▸ EXTRACT:
+---+

One drawback of the book for me is that the examples are all American History which is not a big theme in our education, though we will touch on some of the topics. I will need to go and find similar resources for the Canadian history that I want to cover. Similarly, those of us who want to cover other periods and geographical locations will need to find our own resources. However, the ideas about what to look for in history resources, where to find good resources, and what to do with them once you have them are useful in themselves.

One thing that is odd about the description on the publishers web-site is that it stresses “building reading skills” while learning history. This is not an inaccurate description of the book but could be misleading. Zarnowski addresses up front the tendency to treat the reading skills necessary as about basic comprehension issues and how to read for information. She is very clear that historical thinking requires more than this. The reading skills that her approach develops are critical reading skills — how to evaluate information, how to use evidence to generate an account, what to do when crucial pieces of evidence are missing, how to deal with conflicting accounts of the same event, how to decide whether an event is important, etc.

Zarnowski demonstrates that children are capable of engaging with material in this way, both by referring to research with students in this age group and by examples from her own experience. And she provides some concrete strategies for helping them to do so, including pointing out elements of writing style that accomplish particular tasks. For example, in Chapter 3 (on Historical Context) there is a discussion of how an author might indicate the similarities and differences between the historical context and the reader’s context: the extended now-and-then contrast; the mid-narrative jolt; the sensory description of the unfamiliar; the thought experiment. Each of these has an extended example from a quality non-fiction book on a historical topic.

For the homeschooler, I think this book not only provides important information about what it is we might be trying to cover when we teach history, but also provides clear links to our teaching of writing and literature. I can imagine, for example, taking some of her examples and using them as copywork that illustrates a particular element of good writing in the way that July Bogart suggests in the Writer’s Jungle. And the discussion of historical fiction in Chapter 6 provides a good basis for connecting our history teaching our studies of literature.

+---+

▸ DATA SUPPLIED:
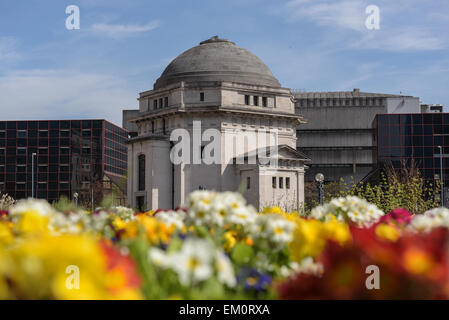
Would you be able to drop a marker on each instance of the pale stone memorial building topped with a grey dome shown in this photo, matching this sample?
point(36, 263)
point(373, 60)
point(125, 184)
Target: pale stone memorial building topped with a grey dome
point(216, 119)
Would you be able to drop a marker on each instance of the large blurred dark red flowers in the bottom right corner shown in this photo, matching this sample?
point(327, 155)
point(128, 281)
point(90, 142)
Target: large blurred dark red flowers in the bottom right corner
point(414, 267)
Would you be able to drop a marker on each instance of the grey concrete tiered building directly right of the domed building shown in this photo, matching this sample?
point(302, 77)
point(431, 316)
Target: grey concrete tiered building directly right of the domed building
point(339, 134)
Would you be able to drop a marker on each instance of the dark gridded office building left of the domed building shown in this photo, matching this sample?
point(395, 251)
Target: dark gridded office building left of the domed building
point(87, 157)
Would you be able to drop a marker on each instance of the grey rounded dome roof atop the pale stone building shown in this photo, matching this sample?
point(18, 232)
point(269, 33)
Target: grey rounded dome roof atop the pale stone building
point(217, 60)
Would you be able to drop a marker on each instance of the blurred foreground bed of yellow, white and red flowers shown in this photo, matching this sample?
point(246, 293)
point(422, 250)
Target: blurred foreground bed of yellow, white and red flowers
point(218, 247)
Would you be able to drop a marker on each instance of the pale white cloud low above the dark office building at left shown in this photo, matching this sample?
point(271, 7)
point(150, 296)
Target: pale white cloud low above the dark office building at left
point(63, 94)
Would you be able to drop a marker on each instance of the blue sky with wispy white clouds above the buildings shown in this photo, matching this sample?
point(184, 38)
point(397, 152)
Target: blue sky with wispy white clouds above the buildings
point(122, 47)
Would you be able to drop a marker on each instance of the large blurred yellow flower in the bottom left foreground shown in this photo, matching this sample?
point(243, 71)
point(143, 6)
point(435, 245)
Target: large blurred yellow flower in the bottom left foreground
point(41, 268)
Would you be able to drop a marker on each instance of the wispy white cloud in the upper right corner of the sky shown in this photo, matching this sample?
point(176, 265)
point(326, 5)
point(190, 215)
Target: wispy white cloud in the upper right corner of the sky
point(401, 29)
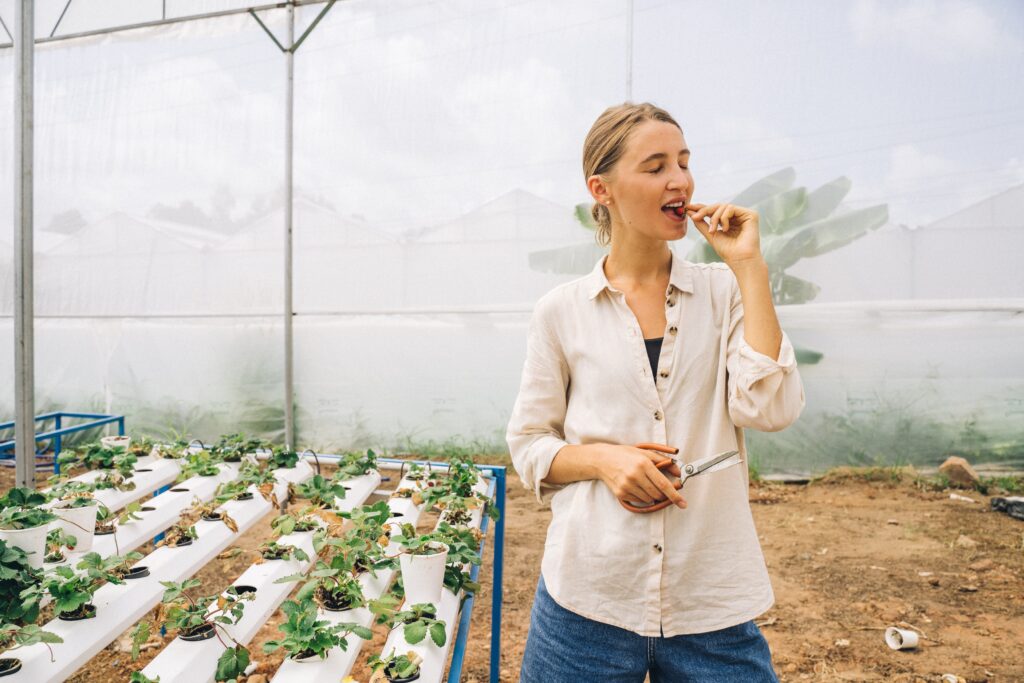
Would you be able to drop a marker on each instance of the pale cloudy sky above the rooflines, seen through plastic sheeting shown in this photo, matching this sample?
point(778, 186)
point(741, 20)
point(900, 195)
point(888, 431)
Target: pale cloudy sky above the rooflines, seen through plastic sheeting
point(412, 113)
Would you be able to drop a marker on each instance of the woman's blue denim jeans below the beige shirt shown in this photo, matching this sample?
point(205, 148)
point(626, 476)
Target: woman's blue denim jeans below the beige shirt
point(565, 648)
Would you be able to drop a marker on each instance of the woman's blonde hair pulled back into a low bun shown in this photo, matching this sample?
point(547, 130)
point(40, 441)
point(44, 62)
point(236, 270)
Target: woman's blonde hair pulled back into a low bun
point(605, 147)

+---+

▸ ACTIVITY LIST:
A: Answer these questions from the book review, one answer per line, marked the same way.
(i) From which country's history are all of the book's examples taken?
(ii) Which chapter of the book is on historical context?
(iii) What does Chapter 6 of the book discuss?
B: Rewrite the book review from "One drawback of" to "useful in themselves.", substituting "materials" for "resources" throughout.

▸ ANSWERS FOR THE TASKS:
A:
(i) American history
(ii) Chapter 3
(iii) Historical fiction

B:
One drawback of the book for me is that the examples are all American History which is not a big theme in our education, though we will touch on some of the topics. I will need to go and find similar materials for the Canadian history that I want to cover. Similarly, those of us who want to cover other periods and geographical locations will need to find our own materials. However, the ideas about what to look for in history materials, where to find good materials, and what to do with them once you have them are useful in themselves.